_Brief:_ Please go line by line and repeat the data below exactly, with no images.

_Records provided:_
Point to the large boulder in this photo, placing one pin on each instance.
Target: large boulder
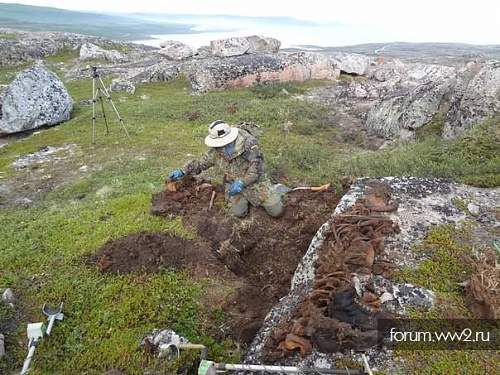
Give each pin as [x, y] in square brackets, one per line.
[89, 51]
[262, 44]
[405, 111]
[410, 96]
[422, 204]
[174, 50]
[246, 70]
[35, 98]
[476, 97]
[237, 46]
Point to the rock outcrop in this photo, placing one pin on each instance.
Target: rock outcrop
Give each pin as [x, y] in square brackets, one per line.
[237, 46]
[394, 99]
[246, 70]
[352, 63]
[174, 50]
[399, 115]
[423, 203]
[89, 51]
[35, 98]
[475, 97]
[29, 46]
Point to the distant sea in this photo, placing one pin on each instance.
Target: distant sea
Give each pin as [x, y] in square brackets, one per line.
[291, 34]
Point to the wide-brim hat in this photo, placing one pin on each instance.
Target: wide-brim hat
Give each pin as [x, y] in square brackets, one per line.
[220, 134]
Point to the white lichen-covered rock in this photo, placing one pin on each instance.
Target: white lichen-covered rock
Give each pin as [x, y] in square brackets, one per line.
[423, 204]
[262, 44]
[237, 46]
[246, 70]
[35, 98]
[411, 94]
[398, 116]
[175, 50]
[89, 51]
[122, 85]
[475, 98]
[352, 63]
[230, 46]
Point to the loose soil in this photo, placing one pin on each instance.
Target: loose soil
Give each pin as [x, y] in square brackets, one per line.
[150, 252]
[333, 316]
[258, 255]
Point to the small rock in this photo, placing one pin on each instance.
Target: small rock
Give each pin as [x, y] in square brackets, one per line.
[385, 297]
[174, 50]
[85, 102]
[2, 345]
[473, 209]
[104, 191]
[23, 202]
[122, 85]
[8, 296]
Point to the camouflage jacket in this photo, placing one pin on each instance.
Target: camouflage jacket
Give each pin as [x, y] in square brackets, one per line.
[246, 163]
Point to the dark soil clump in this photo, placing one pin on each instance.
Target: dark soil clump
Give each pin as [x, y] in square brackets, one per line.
[150, 252]
[262, 251]
[333, 317]
[257, 254]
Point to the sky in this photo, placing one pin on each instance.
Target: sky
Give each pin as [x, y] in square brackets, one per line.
[475, 21]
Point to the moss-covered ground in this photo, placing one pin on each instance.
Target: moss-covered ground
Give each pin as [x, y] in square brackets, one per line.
[43, 248]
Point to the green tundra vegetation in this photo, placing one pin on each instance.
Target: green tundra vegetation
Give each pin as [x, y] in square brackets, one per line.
[45, 248]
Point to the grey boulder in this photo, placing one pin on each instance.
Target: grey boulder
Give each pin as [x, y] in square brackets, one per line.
[35, 98]
[476, 97]
[237, 46]
[261, 44]
[174, 50]
[89, 51]
[247, 70]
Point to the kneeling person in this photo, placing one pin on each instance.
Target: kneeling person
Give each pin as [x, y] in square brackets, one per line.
[236, 152]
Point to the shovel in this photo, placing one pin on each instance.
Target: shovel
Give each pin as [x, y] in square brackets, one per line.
[52, 315]
[36, 331]
[282, 189]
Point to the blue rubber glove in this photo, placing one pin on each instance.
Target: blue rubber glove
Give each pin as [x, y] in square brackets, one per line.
[236, 187]
[229, 149]
[175, 175]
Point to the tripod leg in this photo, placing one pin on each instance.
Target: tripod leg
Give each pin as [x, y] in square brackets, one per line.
[103, 111]
[93, 109]
[108, 97]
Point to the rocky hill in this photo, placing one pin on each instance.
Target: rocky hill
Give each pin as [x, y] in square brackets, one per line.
[388, 97]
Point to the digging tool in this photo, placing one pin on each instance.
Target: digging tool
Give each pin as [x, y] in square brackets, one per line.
[283, 189]
[52, 315]
[36, 331]
[212, 368]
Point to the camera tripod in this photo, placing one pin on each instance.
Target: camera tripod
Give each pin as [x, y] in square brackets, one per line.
[98, 91]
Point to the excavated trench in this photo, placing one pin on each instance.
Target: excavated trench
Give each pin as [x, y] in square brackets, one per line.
[257, 255]
[335, 315]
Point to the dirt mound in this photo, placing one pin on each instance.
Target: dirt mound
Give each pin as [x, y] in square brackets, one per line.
[334, 316]
[262, 251]
[149, 252]
[482, 292]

_Output:_
Point to the large boulder in this photo, placing one pin on each instance.
Target: large boulder
Give each pin as [x, y] in square brackets, one per line.
[89, 51]
[262, 44]
[405, 111]
[410, 96]
[422, 204]
[174, 50]
[246, 70]
[35, 98]
[476, 97]
[237, 46]
Point to the rock outcrop in this photo, placing one pin on each instance.
Target: rock outcrop
Give each pin as [x, y] in square brackets, one per line.
[237, 46]
[394, 99]
[246, 70]
[352, 63]
[174, 50]
[399, 115]
[423, 203]
[89, 51]
[35, 98]
[475, 97]
[29, 46]
Point to the distant sea in this photo, placing one pin on each instance.
Target: distant sea
Give each pin as [x, y] in square brackets, one per line.
[291, 34]
Point to the wide-brim hat in this photo, placing one pin on each instance.
Target: wide-brim hat
Give each pin as [x, y] in square brackets, one per line.
[220, 134]
Point to the white lichen-covered rock in this photo, placing one pin on each instance.
Target: white lichen-covered rock
Give each pin as [x, y] in square brackets, one per line.
[423, 204]
[262, 44]
[237, 46]
[246, 70]
[35, 98]
[411, 94]
[398, 116]
[175, 50]
[89, 51]
[122, 85]
[475, 98]
[352, 63]
[230, 46]
Point to the loose soil in this photo, placing one pin on each instance.
Target: loose soil
Give each pin as [x, y] in square brackets, one per line.
[150, 252]
[333, 316]
[258, 255]
Point to the small rock in this photo, placing one pin on each instance.
Target: small rock
Give each pin as [x, y] in square brackets, one per line.
[385, 297]
[174, 50]
[85, 102]
[2, 345]
[473, 209]
[104, 191]
[23, 202]
[122, 85]
[8, 296]
Point to the camouflage jacket in this photo, placing one pin on each instance.
Target: camouflage jacket
Give each pin as [x, y] in square brackets, one per line.
[246, 163]
Point to the dark soil clump in this photo, placing one pin on each instance.
Target: dark soil clump
Give each pin as [x, y] in square brackets, one per line.
[150, 252]
[262, 251]
[333, 317]
[257, 254]
Point to the sky in this photo, placing one pin on each instance.
Target: sky
Give each pin as [x, y] in square brackets, one per line.
[475, 21]
Point to the moss-covered ground in this photo, placing one pin on each instance.
Target: moss-covered ground
Give each pin as [x, y] in square brackets, one per line.
[43, 248]
Point to the green tundra vegetation in this photo, placing one pin on each instance.
Target: green tundra vegetation
Give each pin as [x, y] in square brackets, one per line.
[45, 248]
Point to the grey boulder in this photo, placing one pin on each instance.
Target: grey boulder
Give each pin as [x, y] in square brackets, one per line.
[35, 98]
[476, 97]
[237, 46]
[261, 44]
[174, 50]
[89, 51]
[247, 70]
Point to the kneeling person in this photo, placing one pin on each instance.
Target: kneeling person
Give each pin as [x, y] in square brackets, one per line.
[236, 152]
Point to the shovel in this photo, placing one pin on each instance.
Target: shovel
Give each pin as [x, y] in square brackets, one per line.
[52, 315]
[36, 331]
[282, 189]
Point to the blue rubber glove in this photo, placing one pin on each instance.
Target: blue rubber glove
Give each pin as [x, y] in square brackets, one per line.
[236, 187]
[229, 149]
[175, 175]
Point to the tripod leg in this photo, placing one pin on each instance.
Target: tripod leg
Give each pin as [x, y] in square brackets, one per line.
[103, 111]
[93, 109]
[108, 97]
Point to the rocky hill in this photo, placing one pin on each instance.
Target: rocky hill
Give each pin as [x, y] in square brackets, one per line.
[388, 97]
Point to the digging tool in this photo, placing one pin on each instance.
Target: digging tool
Give each pin as [x, y] in square brackets, one per line.
[283, 189]
[52, 315]
[36, 331]
[212, 368]
Point to the camera tripod in this photo, placing one pin on each instance.
Target: camera tripod
Give each pin as [x, y] in square brackets, one per line.
[98, 91]
Point to the excavated trench in this photo, placing one pin on each instance.
Target: excavated trench
Give each pin as [x, y] in square brackets, one per line.
[257, 255]
[335, 315]
Point to the dirt mound in this photo, placing one pin on each instance.
Target: dirt mound
Give each pin as [x, y] in square brackets, one per line.
[334, 316]
[262, 251]
[149, 252]
[482, 292]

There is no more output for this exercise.